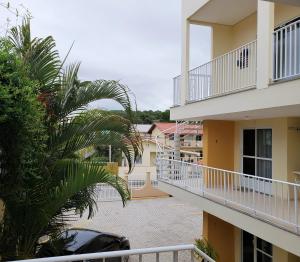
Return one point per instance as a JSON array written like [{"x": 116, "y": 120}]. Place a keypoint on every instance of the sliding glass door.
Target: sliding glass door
[
  {"x": 254, "y": 249},
  {"x": 257, "y": 158}
]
══════════════════════════════
What you are asked to do.
Copy out the material above word for word, leaving out the picture.

Output of the task.
Return one point per instance as a JSON array written like [{"x": 116, "y": 120}]. Place a keypoint on every instance of the sliding glass door.
Target: sliding glass door
[
  {"x": 254, "y": 249},
  {"x": 257, "y": 158}
]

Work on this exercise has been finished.